* Texte présenté *
Coquillages et crus de l’année
Privée de salons et de crachoirs pendant de longs mois, la sommelière a profité des premières libertés concédées par le déconfinement pour réunir la fine fleur de ses vigneron(ne)s chéri(e)s. Et pas n’importe où : sur la plage du branchissime et génial hôtel Amour, en pleine promenade des Anglais, à Nice.
Le 24 mai dernier, une bonne quinzaine de vigneron(ne)s (Aurélien Lefort, Raphaël Monnier, Caroline Ledédenté, Anders Frederik Steen…) ont posé leurs stands sur les galets pour faire déguster leurs breuvages du moment. Time Out y était et a ramené une interview sur transat de la sommelière.
Tu as un parcours très international, qui t’a fait quitter le bercail assez vite pour aller mettre ton nez ailleurs. Pour ceux qui ne te connaissent pas, peux-tu nous faire une bio express ?
Je suis Nantaise d’origine, formée au BP sommellerie de Béziers, le meilleur à mon avis. Après ça, je suis passée chez Kobe Desramaults, en Belgique, où j’ai appris la bière ; dans le resto deux étoiles d’André Chiang à Singapour, où je me suis initiée au kombucha ; à Copenhague chez Relæ, où j’ai découvert d’autres fermentations. Et enfin en Australie, où je me suis familiarisée avec les cocktails. Bref, j’ai exploré le boire-monde avant de poser mes quilles de vin nature sur la Côte d’Azur.

* Données fournies *
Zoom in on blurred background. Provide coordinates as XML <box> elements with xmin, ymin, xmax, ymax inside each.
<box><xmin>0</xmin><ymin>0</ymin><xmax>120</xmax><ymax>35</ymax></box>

* Énoncé A *
D'après le texte présenté, dans quelle ville la sommelière s'est-elle initiée au kombucha ?
* Énoncé B *
Résume le texte présenté en deux phrases.
* Énoncé C *
Reproduis à l'identique le passage du texte présenté qui va de « Je suis Nantaise » jusqu'à « la Côte d’Azur. ».

* Bonne réponse A *
À Singapour, dans le restaurant deux étoiles d'André Chiang.

* Bonne réponse B *
Le 24 mai, profitant des premières libertés du déconfinement, une sommelière a réuni une quinzaine de vigneron(ne)s sur la plage de l'hôtel Amour, à Nice, pour faire déguster leurs vins. Interrogée par Time Out, elle retrace son parcours : une formation à Béziers, puis la Belgique, Singapour, Copenhague et l'Australie, avant de s'installer sur la Côte d'Azur avec ses vins nature.

* Bonne réponse C *
Je suis Nantaise d’origine, formée au BP sommellerie de Béziers, le meilleur à mon avis. Après ça, je suis passée chez Kobe Desramaults, en Belgique, où j’ai appris la bière ; dans le resto deux étoiles d’André Chiang à Singapour, où je me suis initiée au kombucha ; à Copenhague chez Relæ, où j’ai découvert d’autres fermentations. Et enfin en Australie, où je me suis familiarisée avec les cocktails. Bref, j’ai exploré le boire-monde avant de poser mes quilles de vin nature sur la Côte d’Azur.